╭─ Exercise data

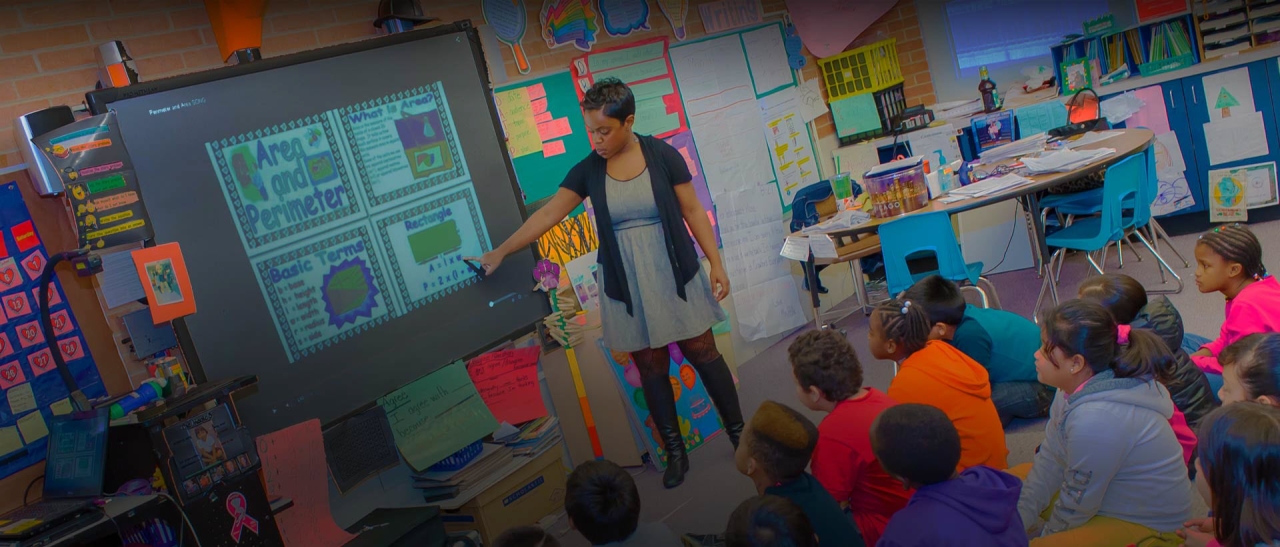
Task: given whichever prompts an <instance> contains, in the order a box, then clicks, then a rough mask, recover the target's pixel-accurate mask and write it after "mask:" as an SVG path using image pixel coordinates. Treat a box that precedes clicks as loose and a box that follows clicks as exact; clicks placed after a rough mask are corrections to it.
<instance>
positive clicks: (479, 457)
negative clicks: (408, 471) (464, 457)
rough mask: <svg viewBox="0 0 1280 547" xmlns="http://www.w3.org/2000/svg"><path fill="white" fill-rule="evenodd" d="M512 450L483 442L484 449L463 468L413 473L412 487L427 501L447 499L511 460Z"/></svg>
mask: <svg viewBox="0 0 1280 547" xmlns="http://www.w3.org/2000/svg"><path fill="white" fill-rule="evenodd" d="M511 459H512V450H511V448H509V447H507V446H503V445H492V443H485V445H484V450H483V451H481V452H480V455H479V456H476V459H475V460H471V462H468V464H467V465H466V466H465V468H462V469H458V470H456V471H425V473H415V474H413V488H417V489H419V491H420V492H421V493H422V498H424V500H426V501H428V502H431V501H440V500H449V498H452V497H454V496H457V494H458V492H461V491H462V489H466V488H467V487H468V486H471V484H475V483H479V482H481V480H484V479H485V478H488V477H489V475H492V474H493V473H494V471H495V470H498V469H500V468H502V466H504V465H507V464H508V462H511Z"/></svg>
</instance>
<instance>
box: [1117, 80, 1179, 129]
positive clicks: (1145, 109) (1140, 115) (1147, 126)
mask: <svg viewBox="0 0 1280 547" xmlns="http://www.w3.org/2000/svg"><path fill="white" fill-rule="evenodd" d="M1133 95H1134V96H1135V97H1138V99H1139V100H1142V104H1143V106H1142V108H1140V109H1138V111H1137V113H1134V114H1133V115H1132V117H1129V119H1128V120H1125V127H1130V128H1133V127H1146V128H1148V129H1151V131H1153V132H1155V133H1156V135H1160V133H1166V132H1169V131H1170V129H1169V111H1167V110H1166V108H1165V90H1164V88H1162V87H1161V86H1148V87H1140V88H1137V90H1133Z"/></svg>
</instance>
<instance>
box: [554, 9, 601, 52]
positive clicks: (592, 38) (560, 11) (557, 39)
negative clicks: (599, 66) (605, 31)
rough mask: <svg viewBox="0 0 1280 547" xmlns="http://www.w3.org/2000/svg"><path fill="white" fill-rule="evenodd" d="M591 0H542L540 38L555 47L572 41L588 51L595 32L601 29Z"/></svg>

╰─

Activity.
Reproduce every line of the data above, exactly as it stands, but not the pictures.

Answer to the exercise.
Task: given whichever prompts an <instance> contains, in the order a box, then clicks, then a rough mask, recover the target's pixel-accurate mask and write it after "mask:" as an SVG path using image pixel coordinates. Treat a box that precedes clicks as loose and a box that follows clicks as exact; clicks placed after a rough mask are corrections to it.
<instance>
positive clicks: (479, 457)
negative clicks: (408, 471) (464, 457)
rough mask: <svg viewBox="0 0 1280 547" xmlns="http://www.w3.org/2000/svg"><path fill="white" fill-rule="evenodd" d="M512 450L483 442L484 449L463 468L413 473L412 487L427 501L447 499L511 460Z"/></svg>
mask: <svg viewBox="0 0 1280 547" xmlns="http://www.w3.org/2000/svg"><path fill="white" fill-rule="evenodd" d="M511 459H512V450H511V448H509V447H507V446H503V445H492V443H485V445H484V450H483V451H481V452H480V455H479V456H476V459H475V460H471V462H468V464H467V465H466V466H465V468H462V469H458V470H456V471H425V473H415V474H413V488H417V489H419V491H420V492H421V493H422V498H424V500H426V501H428V502H431V501H440V500H449V498H452V497H454V496H457V494H458V492H461V491H462V489H466V488H467V487H468V486H471V484H475V483H479V482H481V480H484V479H485V478H488V477H489V475H492V474H493V473H494V471H495V470H498V469H500V468H502V466H504V465H507V464H508V462H511Z"/></svg>
</instance>
<instance>
box: [1117, 80, 1179, 129]
positive clicks: (1145, 109) (1140, 115) (1147, 126)
mask: <svg viewBox="0 0 1280 547" xmlns="http://www.w3.org/2000/svg"><path fill="white" fill-rule="evenodd" d="M1133 95H1134V96H1135V97H1138V99H1139V100H1142V104H1143V106H1142V108H1140V109H1138V111H1137V113H1134V114H1133V115H1132V117H1129V119H1128V120H1125V127H1130V128H1133V127H1146V128H1148V129H1151V131H1153V132H1155V133H1156V135H1160V133H1166V132H1169V131H1170V129H1169V111H1167V110H1166V108H1165V90H1164V88H1162V87H1161V86H1148V87H1140V88H1137V90H1133Z"/></svg>
</instance>
<instance>
box: [554, 9, 601, 52]
positive clicks: (592, 38) (560, 11) (557, 39)
negative clicks: (599, 66) (605, 31)
rough mask: <svg viewBox="0 0 1280 547" xmlns="http://www.w3.org/2000/svg"><path fill="white" fill-rule="evenodd" d="M591 0H542L540 38L555 47L572 41L588 51L595 32L601 29Z"/></svg>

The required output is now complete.